## Work request
Restate the Sundance discussion starting with "Olsen: All of" and going on through "become deceptively mutable.", switching "tow truck" to "snowplow".

Top of Text excerpt

The Philippou brothers have a wildly successful YouTube channel, and the movie feels bracingly of-the-moment. One of the actors was on my flight out of Park City and having just watched the movie the night before, I was too freaked to even compliment them on the film. It made sense the movie was picked up during the festival by distributor A24, which has a way of tapping into the youth market like no other company.
Chang: A24’s acquisition of “Talk to Me” speaks not only to their knowledge of their audience, but also perhaps to the ongoing viability of horror as a theatrical proposition (something we’ll see tested this weekend when Neon releases “Infinity Pool”). There were other deals too, including Searchlight Pictures’ $8-million pickup of Molly Gordon and Nick Lieberman’s scrappy let’s-put-on-a-show mockumentary, “Theater Camp.” The movie is pretty hit-and-miss, though its ensemble acting prize from the U.S. dramatic competition jury was hard to begrudge.
Still, it was the streamers that shelled out the most in Park City this year. Apple, which scored a coup with its acquisition of future best picture Oscar winner “CODA” back in 2021, paid around $20 million for another music-themed crowd-pleaser called “Flora and Son.” Directed by John Carney (“Once,” “Sing Street”) and graced by a terrifically funny lead turn by Eve Hewson, it’ll slip easily enough onto home screens, though I was glad to have seen it with a crowd. Elsewhere, Netflix dropped $20 million on “Fair Play,” Chloe Domont’s wickedly barbed thriller set in the corridors of Wall Street power.
Olsen: All of this is maybe a very roundabout way of saying it was great to be back. The unexpected connections and interactions of an in-person festival simply can’t be duplicated in a virtual world. (There isn’t really enough room here to fully tell the tale of an Uber driver whose car got iced in after dropping someone off next door and ended up spending the better part of an evening in the condo of Team LAT waiting for a tow truck.) Why did so many movies feature fake-out disaster moments that turned out to be fantasy reveries? Perhaps we’ve all been living in our own heads for so long, the distinction between what’s real and what’s not has become deceptively mutable.
Chang: My head is certainly spinning. But as we bid farewell to Sundance, Mark, and parse what this year’s bounty means for the precarious future of independent film, it feels essential that we acknowledge the memory of someone who loved and championed cinema of every kind — as a film festival programmer and director, as a curator, as a consultant, and as a writer and critic. I’m speaking of Noah Cowan, who died Jan. 25 at the age of 55, casting a pall over Park City and the entire film community to which he devoted so much. As I write this, I’m reminded of an awards jury he and I served on together more than a decade ago, and the wit, passion and critical acuity he brought to the discussion. I’m also reminded of the work he did to bring diverse national cinemas, especially Japanese and Indian cinema, to greater attention from North American audiences.
Those who knew him best — especially those who worked alongside him at the Toronto International Film Festival and the San Francisco Film Society, or at his nonprofit Global Film Initiative or the art-house distributor he founded, Cowboy Pictures — have their own memories and thoughts on what Noah meant to them, and to the movies. No one can replace him, or wear all the hats he wore, or do what he did so inimitably and tirelessly. But we can all try to follow his example regardless, by loving this difficult, exhilarating medium without compromise or apology, and by remembering that there is always something new and potentially great on the horizon.

Bottom of Text excerpt
Top of Study material

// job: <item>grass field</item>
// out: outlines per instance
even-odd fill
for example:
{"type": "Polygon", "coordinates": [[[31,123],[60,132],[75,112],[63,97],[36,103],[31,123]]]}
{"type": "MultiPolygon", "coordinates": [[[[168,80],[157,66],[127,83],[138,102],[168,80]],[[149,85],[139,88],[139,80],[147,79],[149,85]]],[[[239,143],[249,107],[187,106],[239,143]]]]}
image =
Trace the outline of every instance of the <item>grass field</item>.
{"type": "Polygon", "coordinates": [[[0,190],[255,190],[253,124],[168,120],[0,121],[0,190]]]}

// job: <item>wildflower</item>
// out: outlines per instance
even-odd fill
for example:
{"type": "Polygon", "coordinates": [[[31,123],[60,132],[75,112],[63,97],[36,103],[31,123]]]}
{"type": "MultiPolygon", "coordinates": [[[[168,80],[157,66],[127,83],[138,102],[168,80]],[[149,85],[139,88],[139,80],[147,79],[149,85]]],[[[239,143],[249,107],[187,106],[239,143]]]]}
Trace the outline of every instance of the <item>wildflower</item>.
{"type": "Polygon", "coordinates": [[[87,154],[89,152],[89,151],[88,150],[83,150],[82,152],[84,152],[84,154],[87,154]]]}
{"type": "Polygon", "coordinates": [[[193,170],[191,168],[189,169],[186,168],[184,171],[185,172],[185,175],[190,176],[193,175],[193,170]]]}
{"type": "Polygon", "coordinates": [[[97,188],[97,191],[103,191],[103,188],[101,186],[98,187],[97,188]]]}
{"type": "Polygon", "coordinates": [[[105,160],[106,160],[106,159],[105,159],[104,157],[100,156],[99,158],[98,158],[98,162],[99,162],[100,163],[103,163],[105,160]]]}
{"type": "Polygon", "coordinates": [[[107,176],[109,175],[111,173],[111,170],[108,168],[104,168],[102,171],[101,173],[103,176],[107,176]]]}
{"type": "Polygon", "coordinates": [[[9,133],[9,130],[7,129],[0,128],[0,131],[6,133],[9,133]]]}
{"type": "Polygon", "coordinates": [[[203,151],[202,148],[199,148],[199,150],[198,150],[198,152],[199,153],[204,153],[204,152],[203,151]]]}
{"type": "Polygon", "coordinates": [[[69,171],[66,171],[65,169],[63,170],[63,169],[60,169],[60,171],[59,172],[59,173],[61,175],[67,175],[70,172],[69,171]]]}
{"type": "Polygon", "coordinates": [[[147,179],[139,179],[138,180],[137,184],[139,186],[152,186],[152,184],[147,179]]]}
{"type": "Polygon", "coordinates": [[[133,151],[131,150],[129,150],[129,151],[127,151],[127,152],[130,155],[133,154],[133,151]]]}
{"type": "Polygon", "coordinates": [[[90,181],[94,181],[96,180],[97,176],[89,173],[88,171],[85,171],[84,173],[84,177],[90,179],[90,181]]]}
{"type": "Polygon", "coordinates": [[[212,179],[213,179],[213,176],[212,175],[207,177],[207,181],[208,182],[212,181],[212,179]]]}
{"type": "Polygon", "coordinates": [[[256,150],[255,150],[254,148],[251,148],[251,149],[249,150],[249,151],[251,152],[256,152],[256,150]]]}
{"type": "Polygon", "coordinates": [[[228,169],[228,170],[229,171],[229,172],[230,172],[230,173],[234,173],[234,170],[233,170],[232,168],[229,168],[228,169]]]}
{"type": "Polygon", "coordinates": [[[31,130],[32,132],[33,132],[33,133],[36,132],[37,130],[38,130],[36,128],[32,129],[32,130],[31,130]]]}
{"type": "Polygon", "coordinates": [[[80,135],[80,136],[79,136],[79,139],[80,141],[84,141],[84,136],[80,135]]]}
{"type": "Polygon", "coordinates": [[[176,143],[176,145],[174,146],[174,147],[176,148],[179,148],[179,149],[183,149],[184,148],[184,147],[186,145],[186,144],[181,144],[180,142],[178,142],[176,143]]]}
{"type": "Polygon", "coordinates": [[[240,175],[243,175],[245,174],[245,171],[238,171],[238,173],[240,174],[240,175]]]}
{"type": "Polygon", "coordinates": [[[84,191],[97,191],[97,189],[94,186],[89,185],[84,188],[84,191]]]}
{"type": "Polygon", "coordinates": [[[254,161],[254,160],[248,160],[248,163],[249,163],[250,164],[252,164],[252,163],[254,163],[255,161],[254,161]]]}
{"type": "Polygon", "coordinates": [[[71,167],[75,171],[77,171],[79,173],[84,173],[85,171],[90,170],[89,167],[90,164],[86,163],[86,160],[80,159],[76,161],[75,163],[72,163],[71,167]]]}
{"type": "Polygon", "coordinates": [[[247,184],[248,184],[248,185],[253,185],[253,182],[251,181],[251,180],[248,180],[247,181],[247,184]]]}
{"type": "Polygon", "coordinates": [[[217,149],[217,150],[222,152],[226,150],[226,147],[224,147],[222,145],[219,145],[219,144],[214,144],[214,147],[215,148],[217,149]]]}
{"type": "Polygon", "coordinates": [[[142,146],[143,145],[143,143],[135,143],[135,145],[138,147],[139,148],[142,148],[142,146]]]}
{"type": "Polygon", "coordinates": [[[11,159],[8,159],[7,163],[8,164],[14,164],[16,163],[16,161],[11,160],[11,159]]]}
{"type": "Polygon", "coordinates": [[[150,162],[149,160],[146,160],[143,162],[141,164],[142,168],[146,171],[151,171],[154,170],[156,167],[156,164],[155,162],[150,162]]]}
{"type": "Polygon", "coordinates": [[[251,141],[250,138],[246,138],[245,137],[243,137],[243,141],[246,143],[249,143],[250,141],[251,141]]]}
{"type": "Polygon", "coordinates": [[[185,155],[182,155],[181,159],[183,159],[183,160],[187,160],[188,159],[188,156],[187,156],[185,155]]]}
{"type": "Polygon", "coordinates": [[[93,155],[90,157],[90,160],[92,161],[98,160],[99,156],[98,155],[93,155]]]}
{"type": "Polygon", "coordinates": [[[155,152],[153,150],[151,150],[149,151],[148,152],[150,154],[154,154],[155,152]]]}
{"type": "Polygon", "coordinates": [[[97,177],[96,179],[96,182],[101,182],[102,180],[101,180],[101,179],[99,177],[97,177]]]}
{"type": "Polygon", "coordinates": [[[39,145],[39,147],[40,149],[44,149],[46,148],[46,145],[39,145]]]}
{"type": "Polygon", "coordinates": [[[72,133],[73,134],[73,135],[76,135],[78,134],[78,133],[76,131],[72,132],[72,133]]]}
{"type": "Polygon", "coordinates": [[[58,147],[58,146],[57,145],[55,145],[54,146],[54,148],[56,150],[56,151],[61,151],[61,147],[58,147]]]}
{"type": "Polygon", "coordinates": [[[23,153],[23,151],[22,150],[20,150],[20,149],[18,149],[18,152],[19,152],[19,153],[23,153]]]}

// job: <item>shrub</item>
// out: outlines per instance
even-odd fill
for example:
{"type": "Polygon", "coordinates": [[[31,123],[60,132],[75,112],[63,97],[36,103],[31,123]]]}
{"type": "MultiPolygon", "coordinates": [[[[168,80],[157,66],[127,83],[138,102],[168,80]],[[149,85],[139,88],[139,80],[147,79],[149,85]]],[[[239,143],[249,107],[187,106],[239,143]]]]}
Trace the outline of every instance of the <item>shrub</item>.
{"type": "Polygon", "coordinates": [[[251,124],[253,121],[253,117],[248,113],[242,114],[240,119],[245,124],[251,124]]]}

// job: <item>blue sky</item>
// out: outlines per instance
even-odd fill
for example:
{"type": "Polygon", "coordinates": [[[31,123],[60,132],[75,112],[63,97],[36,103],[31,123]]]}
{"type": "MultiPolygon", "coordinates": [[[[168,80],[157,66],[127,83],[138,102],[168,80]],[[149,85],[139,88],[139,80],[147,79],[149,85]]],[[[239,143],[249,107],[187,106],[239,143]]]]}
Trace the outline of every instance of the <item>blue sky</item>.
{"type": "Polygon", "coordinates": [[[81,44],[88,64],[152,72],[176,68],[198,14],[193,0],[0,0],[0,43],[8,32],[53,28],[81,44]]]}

Bottom of Study material
Top of Study material

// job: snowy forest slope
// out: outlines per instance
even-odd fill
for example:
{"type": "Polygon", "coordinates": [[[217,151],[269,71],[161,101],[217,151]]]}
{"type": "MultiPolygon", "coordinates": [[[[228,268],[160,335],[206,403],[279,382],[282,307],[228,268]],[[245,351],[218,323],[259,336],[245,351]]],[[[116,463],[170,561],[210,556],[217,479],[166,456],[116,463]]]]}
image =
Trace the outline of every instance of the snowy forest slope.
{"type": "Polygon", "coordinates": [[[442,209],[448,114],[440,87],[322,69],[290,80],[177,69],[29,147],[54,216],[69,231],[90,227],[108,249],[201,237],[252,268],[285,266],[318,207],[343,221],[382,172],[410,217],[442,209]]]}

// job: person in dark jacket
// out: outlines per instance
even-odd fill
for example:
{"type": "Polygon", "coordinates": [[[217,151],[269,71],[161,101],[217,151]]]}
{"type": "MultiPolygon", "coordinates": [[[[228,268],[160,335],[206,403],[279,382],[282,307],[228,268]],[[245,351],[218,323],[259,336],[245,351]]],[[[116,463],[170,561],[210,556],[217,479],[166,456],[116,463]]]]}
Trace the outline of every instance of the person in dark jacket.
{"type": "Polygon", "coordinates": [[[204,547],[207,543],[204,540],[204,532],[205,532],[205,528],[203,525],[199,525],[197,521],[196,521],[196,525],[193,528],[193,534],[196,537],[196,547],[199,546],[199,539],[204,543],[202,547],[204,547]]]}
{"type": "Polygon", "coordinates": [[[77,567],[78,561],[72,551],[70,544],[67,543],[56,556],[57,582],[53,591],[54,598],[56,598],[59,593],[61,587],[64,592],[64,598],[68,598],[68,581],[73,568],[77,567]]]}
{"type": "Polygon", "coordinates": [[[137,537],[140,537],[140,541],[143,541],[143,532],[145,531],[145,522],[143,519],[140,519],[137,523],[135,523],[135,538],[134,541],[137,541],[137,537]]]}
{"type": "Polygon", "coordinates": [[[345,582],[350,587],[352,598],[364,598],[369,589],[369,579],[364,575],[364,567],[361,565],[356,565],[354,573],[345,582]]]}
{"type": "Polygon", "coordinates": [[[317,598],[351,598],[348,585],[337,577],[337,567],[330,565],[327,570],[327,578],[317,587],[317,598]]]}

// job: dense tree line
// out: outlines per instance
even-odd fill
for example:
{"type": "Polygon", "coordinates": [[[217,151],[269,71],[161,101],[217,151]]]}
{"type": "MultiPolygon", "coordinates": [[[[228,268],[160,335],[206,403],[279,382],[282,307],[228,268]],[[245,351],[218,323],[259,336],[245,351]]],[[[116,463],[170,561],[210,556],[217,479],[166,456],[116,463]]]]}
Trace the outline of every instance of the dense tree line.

Bottom of Study material

## Solution for this task
Olsen: All of this is maybe a very roundabout way of saying it was great to be back. The unexpected connections and interactions of an in-person festival simply can’t be duplicated in a virtual world. (There isn’t really enough room here to fully tell the tale of an Uber driver whose car got iced in after dropping someone off next door and ended up spending the better part of an evening in the condo of Team LAT waiting for a snowplow.) Why did so many movies feature fake-out disaster moments that turned out to be fantasy reveries? Perhaps we’ve all been living in our own heads for so long, the distinction between what’s real and what’s not has become deceptively mutable.